══ Data for this task
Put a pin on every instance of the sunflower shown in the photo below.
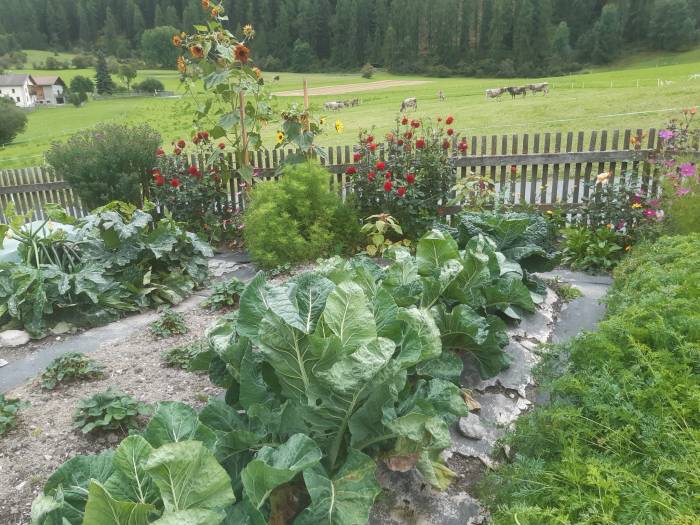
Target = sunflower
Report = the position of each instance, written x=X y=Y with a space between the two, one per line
x=181 y=65
x=241 y=53
x=197 y=51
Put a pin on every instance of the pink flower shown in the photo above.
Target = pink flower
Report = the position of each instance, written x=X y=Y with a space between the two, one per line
x=687 y=169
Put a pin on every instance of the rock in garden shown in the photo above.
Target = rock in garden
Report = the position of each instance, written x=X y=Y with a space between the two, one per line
x=470 y=426
x=14 y=338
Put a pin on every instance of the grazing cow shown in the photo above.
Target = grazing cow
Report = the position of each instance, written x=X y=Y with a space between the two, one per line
x=409 y=103
x=495 y=92
x=517 y=90
x=539 y=88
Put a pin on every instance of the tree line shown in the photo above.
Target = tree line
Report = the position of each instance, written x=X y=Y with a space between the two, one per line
x=467 y=37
════
**The exercise**
Put the lines of the records above into a Markdown table with two columns, No. and Line, numbering each row and leaving out any blank lines. Don't include the pictures in your answer.

**Result**
| No. | Line |
|---|---|
| 1 | Put a pin on every instance of the sunflower shown in the photo below. |
| 2 | Target = sunflower |
| 3 | Report = the position of each instance, written x=X y=Y with a space between the two, one per line |
| 4 | x=181 y=65 |
| 5 | x=241 y=53 |
| 6 | x=197 y=51 |
| 7 | Put a pin on every instance of the pink flower shown in the photo above. |
| 8 | Target = pink flower |
| 9 | Report = the position of each instance, written x=X y=Y with a space between the two, one per line |
| 10 | x=687 y=169 |
| 11 | Put a pin on every instance of the rock in garden shown in the photo above. |
| 12 | Target = rock in garden |
| 13 | Report = the position of each instance, written x=X y=Y with a space between the two, one per line |
| 14 | x=470 y=426 |
| 15 | x=14 y=338 |
| 16 | Put a pin on every instance of the grazing cow shown in the photo above. |
| 17 | Target = grazing cow |
| 18 | Report = the position of each instance, written x=X y=Y with a space between the two, one per line |
| 19 | x=409 y=103 |
| 20 | x=495 y=92 |
| 21 | x=517 y=90 |
| 22 | x=539 y=88 |
| 23 | Put a pin on every instance of the tree line shown in the photo above. |
| 24 | Target = tree line |
| 25 | Report = the position of each instance, written x=X y=Y with a space between the two, one per line |
| 26 | x=467 y=37 |